(Boundary annotation records)

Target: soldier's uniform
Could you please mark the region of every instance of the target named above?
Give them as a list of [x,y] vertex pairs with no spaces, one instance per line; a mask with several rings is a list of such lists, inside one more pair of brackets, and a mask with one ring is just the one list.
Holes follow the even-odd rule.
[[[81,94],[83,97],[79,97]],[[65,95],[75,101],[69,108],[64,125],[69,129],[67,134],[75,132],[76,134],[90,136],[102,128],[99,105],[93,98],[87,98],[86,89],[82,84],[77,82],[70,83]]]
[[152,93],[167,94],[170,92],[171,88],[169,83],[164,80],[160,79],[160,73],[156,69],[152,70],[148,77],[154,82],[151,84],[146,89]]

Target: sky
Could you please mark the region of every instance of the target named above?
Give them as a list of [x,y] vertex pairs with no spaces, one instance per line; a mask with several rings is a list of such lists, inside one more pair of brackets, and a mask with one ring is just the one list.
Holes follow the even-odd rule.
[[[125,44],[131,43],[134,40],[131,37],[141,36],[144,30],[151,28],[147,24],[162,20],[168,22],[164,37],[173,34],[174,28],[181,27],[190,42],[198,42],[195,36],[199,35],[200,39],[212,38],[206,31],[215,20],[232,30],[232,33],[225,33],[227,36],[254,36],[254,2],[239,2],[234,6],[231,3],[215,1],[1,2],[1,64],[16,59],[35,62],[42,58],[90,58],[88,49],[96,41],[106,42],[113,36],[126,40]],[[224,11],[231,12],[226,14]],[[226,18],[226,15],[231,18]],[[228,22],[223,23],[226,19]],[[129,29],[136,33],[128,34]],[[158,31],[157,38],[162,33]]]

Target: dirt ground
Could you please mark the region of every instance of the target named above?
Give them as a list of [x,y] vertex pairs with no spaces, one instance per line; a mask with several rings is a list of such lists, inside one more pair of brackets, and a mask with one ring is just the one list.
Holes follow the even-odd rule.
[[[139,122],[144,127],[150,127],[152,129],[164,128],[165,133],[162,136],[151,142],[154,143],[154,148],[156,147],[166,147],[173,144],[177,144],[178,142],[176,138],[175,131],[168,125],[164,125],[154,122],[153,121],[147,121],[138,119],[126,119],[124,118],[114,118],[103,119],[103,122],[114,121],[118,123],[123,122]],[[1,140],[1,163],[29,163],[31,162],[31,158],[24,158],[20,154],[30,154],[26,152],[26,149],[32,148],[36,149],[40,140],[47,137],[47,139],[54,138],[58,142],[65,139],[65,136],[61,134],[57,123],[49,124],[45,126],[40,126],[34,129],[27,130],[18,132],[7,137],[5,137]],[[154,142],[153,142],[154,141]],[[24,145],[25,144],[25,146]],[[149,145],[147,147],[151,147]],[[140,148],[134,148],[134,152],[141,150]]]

• **EXERCISE REQUIREMENTS**: Write out all the entries above again, switching "vertex pairs" to "coordinate pairs" wherever it occurs and changing nothing else.

• **SOLUTION TO THIS EXERCISE**:
Target: soldier's uniform
Could you please mark the region of every instance of the target named above?
Give them as a list of [x,y] coordinate pairs with no spaces, one instance per line; a mask with several rings is a list of such lists, inside one more pair of brackets, and a mask with one ring is just the one list.
Holes follow the even-odd rule.
[[[81,94],[83,97],[79,97]],[[65,95],[75,101],[69,108],[64,125],[69,129],[67,134],[75,132],[76,134],[90,136],[102,128],[99,105],[93,98],[87,98],[86,89],[82,84],[77,82],[70,83]]]
[[152,93],[167,94],[170,92],[171,88],[169,83],[164,80],[160,79],[160,73],[156,69],[152,70],[148,77],[154,82],[151,84],[146,89]]

Target: sky
Could you please mark the region of every instance of the target named above?
Give them as a list of [x,y] coordinate pairs with no spaces, one instance per line; a mask with several rings is a list of such lists, inside one more pair of brackets, and a mask with one ring is just the one list.
Holes follow the even-odd rule.
[[[125,44],[131,43],[134,40],[131,37],[141,36],[144,30],[151,28],[147,24],[162,20],[168,22],[164,37],[173,34],[174,28],[181,27],[190,42],[198,42],[195,36],[199,35],[200,39],[212,38],[206,31],[215,20],[232,30],[232,33],[225,33],[227,36],[254,36],[254,2],[239,2],[234,6],[231,3],[215,1],[1,2],[1,64],[16,59],[35,62],[42,58],[90,58],[88,49],[96,41],[106,42],[113,36],[126,40]],[[224,11],[231,12],[226,14]],[[226,18],[226,15],[231,18]],[[228,22],[223,23],[226,19]],[[129,29],[136,33],[128,34]],[[158,31],[157,38],[162,33]]]

Target: dirt ground
Could you please mark the region of every instance of the target named above?
Give them as a list of [x,y] coordinate pairs with no spaces, one instance per line; a mask with several rings is a list of such lists, inside one more pair of brackets, and a mask with one ring is just the one list.
Holes follow the even-odd rule.
[[[139,122],[144,127],[150,127],[152,129],[164,128],[165,133],[162,136],[151,142],[154,143],[154,148],[156,147],[166,147],[173,144],[177,144],[178,142],[176,138],[175,131],[168,125],[164,125],[154,122],[153,121],[147,121],[138,119],[126,119],[124,118],[114,118],[103,119],[103,122],[114,121],[118,123],[123,122]],[[1,140],[1,163],[29,163],[31,162],[31,158],[24,158],[20,154],[30,154],[26,152],[26,149],[32,148],[36,149],[40,140],[47,137],[47,139],[54,138],[58,142],[65,139],[65,136],[61,134],[57,123],[49,124],[45,126],[40,126],[34,129],[27,130],[18,132],[7,137],[5,137]],[[154,142],[153,142],[154,141]],[[24,145],[25,144],[25,146]],[[149,145],[147,147],[151,147]],[[140,148],[134,148],[134,152],[141,150]]]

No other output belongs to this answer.